— BEGIN EXERCISE DATA —

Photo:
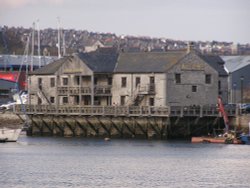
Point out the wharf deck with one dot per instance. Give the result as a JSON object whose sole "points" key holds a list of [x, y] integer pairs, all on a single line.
{"points": [[166, 111]]}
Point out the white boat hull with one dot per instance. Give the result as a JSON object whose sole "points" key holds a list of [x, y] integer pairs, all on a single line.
{"points": [[9, 135]]}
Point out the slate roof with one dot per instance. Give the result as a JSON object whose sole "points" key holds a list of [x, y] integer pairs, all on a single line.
{"points": [[216, 62], [100, 61], [147, 62], [234, 63], [50, 68]]}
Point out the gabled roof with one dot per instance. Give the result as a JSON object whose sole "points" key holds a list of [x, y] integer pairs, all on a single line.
{"points": [[50, 68], [216, 62], [147, 62], [100, 61], [234, 63]]}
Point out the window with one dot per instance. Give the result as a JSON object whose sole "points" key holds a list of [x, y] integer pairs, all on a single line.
{"points": [[40, 81], [177, 78], [110, 81], [39, 100], [52, 82], [124, 81], [52, 99], [137, 81], [208, 79], [65, 100], [151, 102], [65, 81], [77, 80], [152, 80], [95, 80], [219, 87], [122, 100], [194, 88]]}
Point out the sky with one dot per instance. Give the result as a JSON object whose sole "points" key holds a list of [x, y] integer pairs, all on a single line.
{"points": [[188, 20]]}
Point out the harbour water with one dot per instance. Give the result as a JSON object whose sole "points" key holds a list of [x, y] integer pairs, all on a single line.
{"points": [[79, 162]]}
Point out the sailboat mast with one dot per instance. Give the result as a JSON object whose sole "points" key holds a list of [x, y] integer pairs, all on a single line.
{"points": [[38, 43], [58, 35], [32, 46]]}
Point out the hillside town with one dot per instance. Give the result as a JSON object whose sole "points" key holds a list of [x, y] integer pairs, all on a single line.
{"points": [[13, 40]]}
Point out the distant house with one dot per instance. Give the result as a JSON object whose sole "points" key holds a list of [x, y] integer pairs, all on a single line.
{"points": [[93, 47], [141, 78], [238, 68]]}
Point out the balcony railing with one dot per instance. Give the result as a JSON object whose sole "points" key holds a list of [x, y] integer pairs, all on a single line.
{"points": [[73, 90], [92, 110], [165, 111], [103, 90], [99, 90]]}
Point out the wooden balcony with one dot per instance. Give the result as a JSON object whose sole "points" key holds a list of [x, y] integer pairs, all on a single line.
{"points": [[103, 90], [98, 91], [73, 90]]}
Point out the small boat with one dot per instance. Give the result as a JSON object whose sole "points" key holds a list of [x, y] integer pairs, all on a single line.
{"points": [[216, 140], [9, 135]]}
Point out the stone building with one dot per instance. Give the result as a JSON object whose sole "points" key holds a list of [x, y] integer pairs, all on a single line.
{"points": [[83, 79], [170, 78], [143, 78]]}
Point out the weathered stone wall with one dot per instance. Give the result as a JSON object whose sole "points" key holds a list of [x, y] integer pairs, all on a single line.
{"points": [[192, 70], [10, 120]]}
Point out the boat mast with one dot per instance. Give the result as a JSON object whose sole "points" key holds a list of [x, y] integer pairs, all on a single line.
{"points": [[32, 46], [58, 35], [38, 43], [64, 47]]}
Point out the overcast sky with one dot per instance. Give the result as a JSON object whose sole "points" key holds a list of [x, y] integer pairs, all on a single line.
{"points": [[205, 20]]}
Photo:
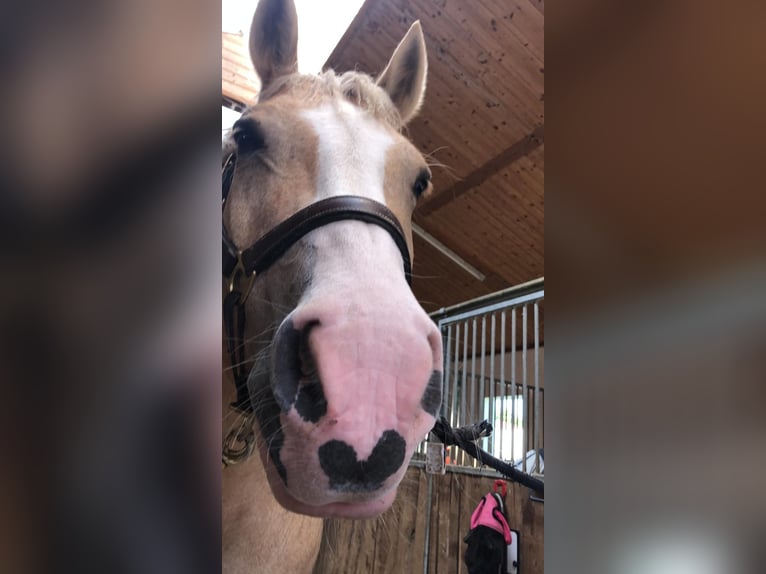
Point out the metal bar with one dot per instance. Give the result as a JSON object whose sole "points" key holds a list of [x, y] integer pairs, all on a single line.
{"points": [[453, 410], [484, 301], [447, 345], [525, 423], [513, 385], [428, 523], [492, 420], [495, 307], [503, 411], [464, 384], [472, 385], [482, 401], [537, 387]]}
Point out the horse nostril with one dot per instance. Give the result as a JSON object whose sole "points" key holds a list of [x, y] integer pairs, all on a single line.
{"points": [[308, 365], [295, 373]]}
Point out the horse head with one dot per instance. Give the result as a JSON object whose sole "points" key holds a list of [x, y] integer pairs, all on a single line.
{"points": [[345, 377]]}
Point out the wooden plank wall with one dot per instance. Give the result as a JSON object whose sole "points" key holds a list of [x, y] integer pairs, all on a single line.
{"points": [[394, 542]]}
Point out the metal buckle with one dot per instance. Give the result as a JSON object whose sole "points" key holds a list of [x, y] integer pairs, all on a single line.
{"points": [[240, 271], [240, 442]]}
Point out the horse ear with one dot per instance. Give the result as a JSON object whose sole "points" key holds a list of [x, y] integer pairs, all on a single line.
{"points": [[274, 40], [404, 78]]}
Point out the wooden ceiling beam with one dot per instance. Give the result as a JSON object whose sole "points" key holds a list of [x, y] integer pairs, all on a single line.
{"points": [[505, 158]]}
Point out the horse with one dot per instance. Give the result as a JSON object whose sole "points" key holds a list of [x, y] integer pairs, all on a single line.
{"points": [[343, 366]]}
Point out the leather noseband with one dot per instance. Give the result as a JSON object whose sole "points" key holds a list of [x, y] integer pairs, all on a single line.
{"points": [[247, 264], [272, 245]]}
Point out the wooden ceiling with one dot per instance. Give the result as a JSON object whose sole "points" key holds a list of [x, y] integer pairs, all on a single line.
{"points": [[483, 121]]}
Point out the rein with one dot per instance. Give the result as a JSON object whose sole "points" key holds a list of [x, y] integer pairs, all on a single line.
{"points": [[242, 266]]}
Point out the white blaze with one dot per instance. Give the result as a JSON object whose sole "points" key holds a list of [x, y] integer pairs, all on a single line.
{"points": [[352, 151], [352, 161]]}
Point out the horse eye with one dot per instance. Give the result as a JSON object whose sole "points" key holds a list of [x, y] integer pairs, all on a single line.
{"points": [[248, 135], [421, 183]]}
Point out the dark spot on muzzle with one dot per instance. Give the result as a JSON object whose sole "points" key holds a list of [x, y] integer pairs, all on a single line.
{"points": [[295, 380], [347, 474], [432, 396]]}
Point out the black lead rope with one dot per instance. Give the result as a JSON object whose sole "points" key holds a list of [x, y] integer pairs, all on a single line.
{"points": [[450, 436]]}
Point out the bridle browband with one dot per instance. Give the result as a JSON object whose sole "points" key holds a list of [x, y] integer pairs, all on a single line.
{"points": [[242, 266]]}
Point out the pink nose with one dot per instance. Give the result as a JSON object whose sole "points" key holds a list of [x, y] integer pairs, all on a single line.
{"points": [[361, 385]]}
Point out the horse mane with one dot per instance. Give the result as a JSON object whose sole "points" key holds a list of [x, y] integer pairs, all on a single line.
{"points": [[355, 87]]}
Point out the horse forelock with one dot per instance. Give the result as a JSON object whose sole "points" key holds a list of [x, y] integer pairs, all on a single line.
{"points": [[354, 87]]}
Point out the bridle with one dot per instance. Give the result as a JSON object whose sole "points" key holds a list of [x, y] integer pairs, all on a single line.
{"points": [[242, 266]]}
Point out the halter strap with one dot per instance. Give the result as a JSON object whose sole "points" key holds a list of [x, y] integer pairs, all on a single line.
{"points": [[271, 246], [250, 262]]}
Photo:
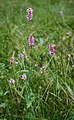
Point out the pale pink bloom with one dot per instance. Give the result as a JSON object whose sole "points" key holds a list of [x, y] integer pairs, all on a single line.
{"points": [[51, 49], [29, 10], [12, 60], [11, 81], [31, 40], [61, 13], [41, 70], [24, 77], [29, 14]]}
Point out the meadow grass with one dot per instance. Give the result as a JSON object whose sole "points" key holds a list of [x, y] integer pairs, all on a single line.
{"points": [[48, 91]]}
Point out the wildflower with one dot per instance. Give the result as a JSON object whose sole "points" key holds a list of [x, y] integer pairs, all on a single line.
{"points": [[41, 70], [24, 76], [31, 40], [12, 60], [20, 55], [51, 49], [11, 81], [36, 65], [69, 56], [29, 14], [61, 13]]}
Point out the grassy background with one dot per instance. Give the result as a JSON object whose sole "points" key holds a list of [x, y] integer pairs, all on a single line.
{"points": [[46, 96]]}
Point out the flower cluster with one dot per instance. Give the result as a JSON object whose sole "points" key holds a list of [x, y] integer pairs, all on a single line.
{"points": [[51, 49], [12, 60], [29, 14], [11, 81], [23, 77], [31, 40]]}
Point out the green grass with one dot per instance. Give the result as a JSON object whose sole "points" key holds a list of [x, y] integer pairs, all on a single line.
{"points": [[46, 96]]}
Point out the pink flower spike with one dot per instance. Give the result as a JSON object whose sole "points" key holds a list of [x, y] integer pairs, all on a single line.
{"points": [[11, 81], [29, 15], [12, 60], [24, 77], [30, 10], [31, 40], [51, 49]]}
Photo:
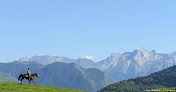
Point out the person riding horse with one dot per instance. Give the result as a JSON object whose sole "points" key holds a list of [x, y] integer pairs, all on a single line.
{"points": [[28, 73]]}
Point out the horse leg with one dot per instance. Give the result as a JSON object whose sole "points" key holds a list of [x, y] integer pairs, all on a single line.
{"points": [[29, 82], [21, 81], [33, 82]]}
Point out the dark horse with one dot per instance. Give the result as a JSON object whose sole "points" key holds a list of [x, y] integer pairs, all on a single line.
{"points": [[22, 76]]}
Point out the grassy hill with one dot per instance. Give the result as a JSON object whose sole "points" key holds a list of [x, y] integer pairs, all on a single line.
{"points": [[173, 89], [7, 78], [16, 87]]}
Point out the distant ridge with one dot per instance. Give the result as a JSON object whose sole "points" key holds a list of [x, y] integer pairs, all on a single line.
{"points": [[162, 79]]}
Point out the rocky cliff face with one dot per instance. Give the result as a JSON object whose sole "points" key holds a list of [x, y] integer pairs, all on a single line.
{"points": [[140, 62]]}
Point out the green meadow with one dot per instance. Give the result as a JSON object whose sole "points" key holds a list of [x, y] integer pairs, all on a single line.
{"points": [[17, 87]]}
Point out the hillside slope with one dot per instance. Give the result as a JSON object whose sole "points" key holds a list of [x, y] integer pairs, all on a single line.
{"points": [[16, 87], [162, 79], [61, 75], [7, 78]]}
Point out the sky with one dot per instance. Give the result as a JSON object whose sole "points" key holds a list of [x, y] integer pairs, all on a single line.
{"points": [[85, 28]]}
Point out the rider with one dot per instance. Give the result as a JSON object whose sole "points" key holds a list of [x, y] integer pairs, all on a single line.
{"points": [[28, 73]]}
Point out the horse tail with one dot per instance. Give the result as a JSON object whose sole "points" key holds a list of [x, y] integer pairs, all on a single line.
{"points": [[19, 77]]}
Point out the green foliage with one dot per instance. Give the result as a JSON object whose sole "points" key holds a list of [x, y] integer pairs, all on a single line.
{"points": [[16, 87], [61, 75], [7, 78], [161, 79]]}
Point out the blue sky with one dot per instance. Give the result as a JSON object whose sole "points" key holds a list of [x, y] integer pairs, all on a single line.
{"points": [[78, 28]]}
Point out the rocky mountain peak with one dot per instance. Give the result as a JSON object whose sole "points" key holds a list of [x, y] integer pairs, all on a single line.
{"points": [[25, 58]]}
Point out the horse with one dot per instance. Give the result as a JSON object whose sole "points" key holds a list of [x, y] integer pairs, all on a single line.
{"points": [[22, 76]]}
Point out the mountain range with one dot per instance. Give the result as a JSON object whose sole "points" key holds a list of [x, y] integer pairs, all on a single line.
{"points": [[163, 79], [140, 62], [7, 78]]}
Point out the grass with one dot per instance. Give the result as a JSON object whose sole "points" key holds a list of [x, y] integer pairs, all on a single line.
{"points": [[164, 90], [17, 87]]}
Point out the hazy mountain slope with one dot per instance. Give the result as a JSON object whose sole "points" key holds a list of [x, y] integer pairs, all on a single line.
{"points": [[161, 79], [45, 60], [7, 78], [140, 62]]}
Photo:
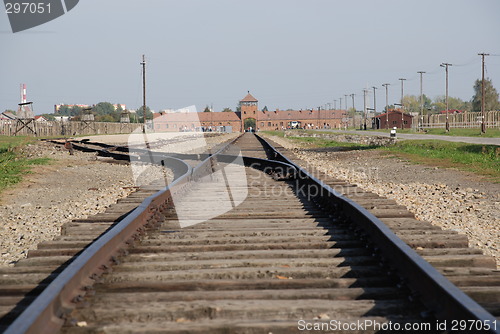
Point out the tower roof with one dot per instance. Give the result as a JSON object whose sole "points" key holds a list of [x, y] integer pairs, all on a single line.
{"points": [[249, 98]]}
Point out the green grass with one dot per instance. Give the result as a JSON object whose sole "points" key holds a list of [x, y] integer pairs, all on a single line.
{"points": [[479, 159], [12, 165]]}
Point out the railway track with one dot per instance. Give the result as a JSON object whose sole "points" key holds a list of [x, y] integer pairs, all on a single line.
{"points": [[293, 255]]}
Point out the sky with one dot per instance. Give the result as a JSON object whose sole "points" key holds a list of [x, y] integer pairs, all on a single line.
{"points": [[288, 53]]}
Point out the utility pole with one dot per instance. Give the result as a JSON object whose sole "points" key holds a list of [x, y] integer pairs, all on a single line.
{"points": [[421, 100], [402, 104], [354, 112], [144, 91], [374, 101], [364, 105], [386, 104], [483, 123], [445, 65]]}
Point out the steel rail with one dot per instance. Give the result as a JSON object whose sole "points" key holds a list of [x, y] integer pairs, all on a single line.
{"points": [[436, 292], [46, 313]]}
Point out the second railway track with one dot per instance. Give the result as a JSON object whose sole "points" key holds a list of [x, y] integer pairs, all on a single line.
{"points": [[280, 262]]}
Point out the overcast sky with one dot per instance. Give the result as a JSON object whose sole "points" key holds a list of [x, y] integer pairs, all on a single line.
{"points": [[287, 53]]}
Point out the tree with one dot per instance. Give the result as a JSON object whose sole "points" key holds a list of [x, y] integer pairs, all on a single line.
{"points": [[491, 100], [411, 103]]}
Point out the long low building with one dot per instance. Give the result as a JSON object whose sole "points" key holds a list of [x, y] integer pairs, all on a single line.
{"points": [[250, 116]]}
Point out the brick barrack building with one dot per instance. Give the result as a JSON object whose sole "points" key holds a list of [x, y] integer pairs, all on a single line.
{"points": [[263, 120]]}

— END EXERCISE DATA —

* TASK GOAL:
Starting at the line that contains "Point out the tree", quote each remaining line of the entries above, unchanged.

* OUTPUT FOR THIS TASK:
Point out the tree with one dot per instance. Give the result as a JSON object whose sole "points" key holds a list of [x, y] integer pairs, all on a single line.
{"points": [[491, 100], [411, 103]]}
Point out the long low building with one dot per instance. Give the result as a JSON object whose sole "points" key holds a list of [x, y] integer pairs, all on a single line.
{"points": [[250, 116]]}
Point out the brick barrack building with one dot per instance. Give the result as a JSON object whose sole "points" key holds a list of [x, y] integer pairs, all on a single line.
{"points": [[263, 120]]}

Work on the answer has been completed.